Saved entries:
::::::::::

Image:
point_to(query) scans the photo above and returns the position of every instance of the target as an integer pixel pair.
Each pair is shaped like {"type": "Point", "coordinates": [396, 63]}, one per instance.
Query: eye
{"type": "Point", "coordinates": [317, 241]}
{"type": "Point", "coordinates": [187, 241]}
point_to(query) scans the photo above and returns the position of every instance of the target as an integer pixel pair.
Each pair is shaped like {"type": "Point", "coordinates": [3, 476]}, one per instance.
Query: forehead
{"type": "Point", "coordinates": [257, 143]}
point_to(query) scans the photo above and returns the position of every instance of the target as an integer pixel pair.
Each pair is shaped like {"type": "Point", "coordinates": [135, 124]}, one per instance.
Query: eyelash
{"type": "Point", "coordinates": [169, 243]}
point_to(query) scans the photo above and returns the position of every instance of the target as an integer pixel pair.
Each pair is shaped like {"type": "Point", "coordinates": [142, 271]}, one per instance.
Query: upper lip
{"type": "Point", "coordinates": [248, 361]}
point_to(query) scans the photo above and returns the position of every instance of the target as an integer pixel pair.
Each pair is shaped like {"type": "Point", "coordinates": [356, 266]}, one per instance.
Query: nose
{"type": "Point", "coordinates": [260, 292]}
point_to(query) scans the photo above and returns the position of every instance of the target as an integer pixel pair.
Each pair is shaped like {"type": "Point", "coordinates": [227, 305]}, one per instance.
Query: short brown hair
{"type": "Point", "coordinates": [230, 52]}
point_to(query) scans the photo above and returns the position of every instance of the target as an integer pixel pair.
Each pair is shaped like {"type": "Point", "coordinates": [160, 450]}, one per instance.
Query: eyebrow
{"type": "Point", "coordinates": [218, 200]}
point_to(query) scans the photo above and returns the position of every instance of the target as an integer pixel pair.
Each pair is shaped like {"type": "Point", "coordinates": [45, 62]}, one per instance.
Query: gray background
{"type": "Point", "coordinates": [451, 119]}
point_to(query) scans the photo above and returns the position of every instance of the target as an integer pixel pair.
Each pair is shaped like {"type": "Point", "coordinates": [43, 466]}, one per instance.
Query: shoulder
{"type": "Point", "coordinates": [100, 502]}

::::::::::

- [What the task asks]
Recopy all the lines exactly as they appear.

- [Result of the task]
Image:
point_to(query) scans the photo above and returns the position of every instance of the target as an integer pixel pair.
Each pair is shaped like {"type": "Point", "coordinates": [396, 63]}, one per instance.
Query: eye
{"type": "Point", "coordinates": [317, 241]}
{"type": "Point", "coordinates": [187, 241]}
point_to(query) scans the photo above and returns the position of every instance of the target as an integer pixel pair.
Each pair is shaped like {"type": "Point", "coordinates": [3, 476]}, one per instance.
Query: forehead
{"type": "Point", "coordinates": [257, 143]}
point_to(query) scans the photo above and returns the position of every instance of the target as an integer pixel pair.
Each pair is shaped like {"type": "Point", "coordinates": [135, 124]}, one per instance.
Query: eyelash
{"type": "Point", "coordinates": [169, 243]}
point_to(query) scans the photo above and returns the position of every instance of the target as an integer pixel pair.
Each pair is shaped like {"type": "Point", "coordinates": [142, 271]}, one per instance.
Query: upper lip
{"type": "Point", "coordinates": [248, 361]}
point_to(query) scans the photo above and returns the position of every instance of the target as an integer pixel pair.
Each pair is shaped like {"type": "Point", "coordinates": [356, 266]}, one per instance.
Query: nose
{"type": "Point", "coordinates": [260, 292]}
point_to(query) scans the photo above and returns the position of every instance of the target as an integer pixel pair.
Each pair is shaped like {"type": "Point", "coordinates": [227, 305]}, one per instance.
Query: short brown hair
{"type": "Point", "coordinates": [230, 52]}
point_to(query) scans the photo above and returns the position of every instance of the target as an integer pixel pair.
Each pair is shaped like {"type": "Point", "coordinates": [160, 450]}, one per instance.
Query: eyebrow
{"type": "Point", "coordinates": [218, 200]}
point_to(query) scans the photo above and returns the position of every instance of the target as an integer pixel pair.
Each pair is shaped like {"type": "Point", "coordinates": [45, 62]}, one per instance.
Query: gray background
{"type": "Point", "coordinates": [451, 119]}
point_to(query) scans the photo above and returns the position of every instance of the target as an integer pixel pair.
Each pair is shaped like {"type": "Point", "coordinates": [43, 466]}, one per instance.
Query: shoulder
{"type": "Point", "coordinates": [100, 502]}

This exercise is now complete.